→ **TASK TO CARRY OUT**: Filter the data for "open" and copy matching lines.

→ **TASK DATA**:

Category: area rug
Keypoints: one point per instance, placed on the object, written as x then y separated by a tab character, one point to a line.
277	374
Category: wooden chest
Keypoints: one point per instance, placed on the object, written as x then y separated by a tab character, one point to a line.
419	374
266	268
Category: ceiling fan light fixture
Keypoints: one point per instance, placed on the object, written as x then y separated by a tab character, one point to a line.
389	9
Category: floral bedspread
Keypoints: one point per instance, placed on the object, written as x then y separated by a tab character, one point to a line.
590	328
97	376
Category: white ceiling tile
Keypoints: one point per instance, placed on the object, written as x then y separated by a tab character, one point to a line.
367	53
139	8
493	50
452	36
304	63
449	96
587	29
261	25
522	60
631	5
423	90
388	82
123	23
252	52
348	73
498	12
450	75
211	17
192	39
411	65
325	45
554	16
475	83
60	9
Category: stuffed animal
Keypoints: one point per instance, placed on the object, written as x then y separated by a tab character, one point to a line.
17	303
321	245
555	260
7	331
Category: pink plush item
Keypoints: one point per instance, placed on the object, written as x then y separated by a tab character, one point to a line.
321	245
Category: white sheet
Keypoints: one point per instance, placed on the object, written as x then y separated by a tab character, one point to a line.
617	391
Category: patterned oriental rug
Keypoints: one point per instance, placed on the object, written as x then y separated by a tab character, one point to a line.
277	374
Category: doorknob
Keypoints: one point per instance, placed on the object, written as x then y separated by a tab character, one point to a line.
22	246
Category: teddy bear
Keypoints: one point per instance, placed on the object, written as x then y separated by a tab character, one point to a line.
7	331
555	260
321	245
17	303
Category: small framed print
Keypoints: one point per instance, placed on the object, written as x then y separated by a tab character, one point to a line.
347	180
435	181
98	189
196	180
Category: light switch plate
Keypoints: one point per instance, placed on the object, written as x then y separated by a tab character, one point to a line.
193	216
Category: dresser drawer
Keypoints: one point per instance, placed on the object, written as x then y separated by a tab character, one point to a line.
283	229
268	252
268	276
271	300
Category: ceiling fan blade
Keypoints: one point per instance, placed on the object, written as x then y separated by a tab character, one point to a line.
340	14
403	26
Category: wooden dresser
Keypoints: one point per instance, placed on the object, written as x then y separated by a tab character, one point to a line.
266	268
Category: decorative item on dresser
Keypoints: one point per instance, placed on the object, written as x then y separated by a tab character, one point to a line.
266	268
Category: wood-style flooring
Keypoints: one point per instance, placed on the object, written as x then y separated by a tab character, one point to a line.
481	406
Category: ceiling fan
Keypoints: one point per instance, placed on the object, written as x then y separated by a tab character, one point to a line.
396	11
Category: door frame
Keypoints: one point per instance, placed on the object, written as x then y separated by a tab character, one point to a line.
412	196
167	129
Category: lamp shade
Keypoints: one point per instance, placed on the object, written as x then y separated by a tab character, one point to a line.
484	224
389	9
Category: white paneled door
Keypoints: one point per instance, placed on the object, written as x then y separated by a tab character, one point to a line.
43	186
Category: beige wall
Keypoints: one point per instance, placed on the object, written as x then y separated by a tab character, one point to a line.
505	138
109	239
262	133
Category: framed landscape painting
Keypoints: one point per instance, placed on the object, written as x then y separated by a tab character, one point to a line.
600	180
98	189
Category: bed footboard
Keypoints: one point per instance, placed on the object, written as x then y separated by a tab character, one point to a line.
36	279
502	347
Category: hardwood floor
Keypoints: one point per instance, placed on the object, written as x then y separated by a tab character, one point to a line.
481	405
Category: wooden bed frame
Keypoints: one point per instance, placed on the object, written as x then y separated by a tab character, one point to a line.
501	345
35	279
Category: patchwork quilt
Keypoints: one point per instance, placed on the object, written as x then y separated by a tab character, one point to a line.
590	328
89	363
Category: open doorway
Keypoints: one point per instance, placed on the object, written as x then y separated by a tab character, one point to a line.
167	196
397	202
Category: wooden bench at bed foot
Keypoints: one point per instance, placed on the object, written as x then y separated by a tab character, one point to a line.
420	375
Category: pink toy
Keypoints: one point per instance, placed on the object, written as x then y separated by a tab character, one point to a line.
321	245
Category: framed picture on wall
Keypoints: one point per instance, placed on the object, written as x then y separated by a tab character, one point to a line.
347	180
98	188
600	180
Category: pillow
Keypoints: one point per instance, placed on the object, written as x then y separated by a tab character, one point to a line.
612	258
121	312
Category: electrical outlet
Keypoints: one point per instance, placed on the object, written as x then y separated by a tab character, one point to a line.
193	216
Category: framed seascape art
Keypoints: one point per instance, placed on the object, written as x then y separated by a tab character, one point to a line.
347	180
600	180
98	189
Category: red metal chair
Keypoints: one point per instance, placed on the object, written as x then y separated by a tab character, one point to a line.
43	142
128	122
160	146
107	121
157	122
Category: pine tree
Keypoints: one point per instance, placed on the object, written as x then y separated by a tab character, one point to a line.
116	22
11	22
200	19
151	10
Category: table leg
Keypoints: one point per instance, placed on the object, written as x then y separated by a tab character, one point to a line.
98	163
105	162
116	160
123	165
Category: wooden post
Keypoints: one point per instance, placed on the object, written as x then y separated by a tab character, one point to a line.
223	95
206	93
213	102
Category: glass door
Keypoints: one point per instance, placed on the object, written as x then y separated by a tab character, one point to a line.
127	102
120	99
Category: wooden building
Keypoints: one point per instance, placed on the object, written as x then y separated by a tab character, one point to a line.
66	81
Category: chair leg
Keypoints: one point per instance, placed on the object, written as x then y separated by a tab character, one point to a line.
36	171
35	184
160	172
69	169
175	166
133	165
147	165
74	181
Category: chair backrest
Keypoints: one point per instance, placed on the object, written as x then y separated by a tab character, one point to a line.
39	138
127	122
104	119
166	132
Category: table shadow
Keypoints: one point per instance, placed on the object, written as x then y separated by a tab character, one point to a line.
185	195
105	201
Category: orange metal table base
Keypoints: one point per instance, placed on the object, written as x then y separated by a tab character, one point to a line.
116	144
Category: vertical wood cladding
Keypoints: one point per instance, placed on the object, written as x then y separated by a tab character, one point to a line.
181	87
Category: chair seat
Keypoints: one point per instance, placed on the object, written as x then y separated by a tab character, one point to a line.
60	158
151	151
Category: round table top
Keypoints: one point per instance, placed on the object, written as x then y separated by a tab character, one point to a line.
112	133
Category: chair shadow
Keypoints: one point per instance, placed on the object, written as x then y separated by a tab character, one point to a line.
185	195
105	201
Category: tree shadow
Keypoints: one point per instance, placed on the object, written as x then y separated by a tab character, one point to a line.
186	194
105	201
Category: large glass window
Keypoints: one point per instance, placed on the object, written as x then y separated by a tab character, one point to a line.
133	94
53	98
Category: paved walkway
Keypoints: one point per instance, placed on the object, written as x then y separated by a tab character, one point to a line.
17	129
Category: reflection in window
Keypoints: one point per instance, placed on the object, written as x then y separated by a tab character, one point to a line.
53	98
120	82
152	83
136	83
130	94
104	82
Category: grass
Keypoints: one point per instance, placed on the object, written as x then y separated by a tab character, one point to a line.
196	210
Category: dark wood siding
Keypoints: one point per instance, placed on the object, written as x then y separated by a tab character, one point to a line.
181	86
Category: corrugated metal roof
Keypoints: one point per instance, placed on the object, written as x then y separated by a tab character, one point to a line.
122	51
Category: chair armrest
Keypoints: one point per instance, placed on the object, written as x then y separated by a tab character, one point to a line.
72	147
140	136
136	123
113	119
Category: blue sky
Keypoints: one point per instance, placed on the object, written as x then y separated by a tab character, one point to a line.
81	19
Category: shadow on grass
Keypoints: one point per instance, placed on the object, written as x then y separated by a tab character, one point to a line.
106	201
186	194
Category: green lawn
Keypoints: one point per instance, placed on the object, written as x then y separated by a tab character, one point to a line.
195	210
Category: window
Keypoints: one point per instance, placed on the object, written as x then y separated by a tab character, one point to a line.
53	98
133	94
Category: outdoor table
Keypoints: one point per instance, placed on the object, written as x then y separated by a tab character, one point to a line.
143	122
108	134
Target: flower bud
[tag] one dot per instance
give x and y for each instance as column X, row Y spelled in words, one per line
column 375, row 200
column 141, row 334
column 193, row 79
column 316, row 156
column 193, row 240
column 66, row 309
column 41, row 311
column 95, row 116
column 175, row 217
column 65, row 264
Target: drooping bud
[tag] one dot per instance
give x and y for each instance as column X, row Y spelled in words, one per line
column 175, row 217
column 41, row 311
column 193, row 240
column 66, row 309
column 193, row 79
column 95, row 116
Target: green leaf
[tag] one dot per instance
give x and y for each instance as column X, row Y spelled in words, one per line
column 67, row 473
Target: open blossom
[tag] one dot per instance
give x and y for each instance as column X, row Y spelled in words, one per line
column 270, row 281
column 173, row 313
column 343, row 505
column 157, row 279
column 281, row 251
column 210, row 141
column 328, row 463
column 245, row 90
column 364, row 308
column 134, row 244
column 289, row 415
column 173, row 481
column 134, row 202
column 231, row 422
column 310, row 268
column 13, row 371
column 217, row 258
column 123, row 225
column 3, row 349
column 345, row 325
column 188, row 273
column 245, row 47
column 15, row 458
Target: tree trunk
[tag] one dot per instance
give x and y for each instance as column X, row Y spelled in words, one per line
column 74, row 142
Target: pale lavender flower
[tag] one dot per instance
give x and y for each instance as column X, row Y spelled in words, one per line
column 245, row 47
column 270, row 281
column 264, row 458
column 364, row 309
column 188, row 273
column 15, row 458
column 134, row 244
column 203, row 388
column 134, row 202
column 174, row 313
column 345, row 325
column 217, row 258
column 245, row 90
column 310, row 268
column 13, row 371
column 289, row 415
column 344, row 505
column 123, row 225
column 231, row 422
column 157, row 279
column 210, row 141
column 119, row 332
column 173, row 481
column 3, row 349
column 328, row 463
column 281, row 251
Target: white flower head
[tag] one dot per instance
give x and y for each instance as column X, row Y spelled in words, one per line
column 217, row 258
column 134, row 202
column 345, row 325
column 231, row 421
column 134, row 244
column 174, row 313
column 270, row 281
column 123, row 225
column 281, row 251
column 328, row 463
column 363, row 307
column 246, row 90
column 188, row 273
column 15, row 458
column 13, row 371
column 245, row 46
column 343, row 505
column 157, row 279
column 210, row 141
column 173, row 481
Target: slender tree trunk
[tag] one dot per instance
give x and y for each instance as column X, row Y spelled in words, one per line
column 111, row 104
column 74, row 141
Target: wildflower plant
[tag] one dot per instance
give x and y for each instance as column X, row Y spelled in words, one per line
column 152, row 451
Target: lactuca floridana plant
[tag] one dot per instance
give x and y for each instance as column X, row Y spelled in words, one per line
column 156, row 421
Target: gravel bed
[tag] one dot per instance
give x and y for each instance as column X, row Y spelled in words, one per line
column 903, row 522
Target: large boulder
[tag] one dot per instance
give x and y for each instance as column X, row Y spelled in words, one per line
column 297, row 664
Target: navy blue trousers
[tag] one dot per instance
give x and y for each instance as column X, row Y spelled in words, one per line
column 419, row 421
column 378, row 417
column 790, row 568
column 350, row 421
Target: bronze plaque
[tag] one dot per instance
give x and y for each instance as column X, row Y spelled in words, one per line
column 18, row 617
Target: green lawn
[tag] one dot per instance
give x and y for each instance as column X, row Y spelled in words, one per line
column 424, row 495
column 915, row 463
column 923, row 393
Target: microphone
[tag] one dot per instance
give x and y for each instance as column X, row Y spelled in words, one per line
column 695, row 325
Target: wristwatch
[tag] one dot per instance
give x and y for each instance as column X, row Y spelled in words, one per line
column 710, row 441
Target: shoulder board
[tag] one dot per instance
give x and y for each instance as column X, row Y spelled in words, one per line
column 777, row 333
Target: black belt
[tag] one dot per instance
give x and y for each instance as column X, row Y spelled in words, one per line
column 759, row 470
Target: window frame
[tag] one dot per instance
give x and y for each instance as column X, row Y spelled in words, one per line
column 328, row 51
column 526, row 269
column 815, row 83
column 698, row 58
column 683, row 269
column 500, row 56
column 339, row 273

→ **YOUR RESPONSE**:
Category: open doorway
Target: open blossom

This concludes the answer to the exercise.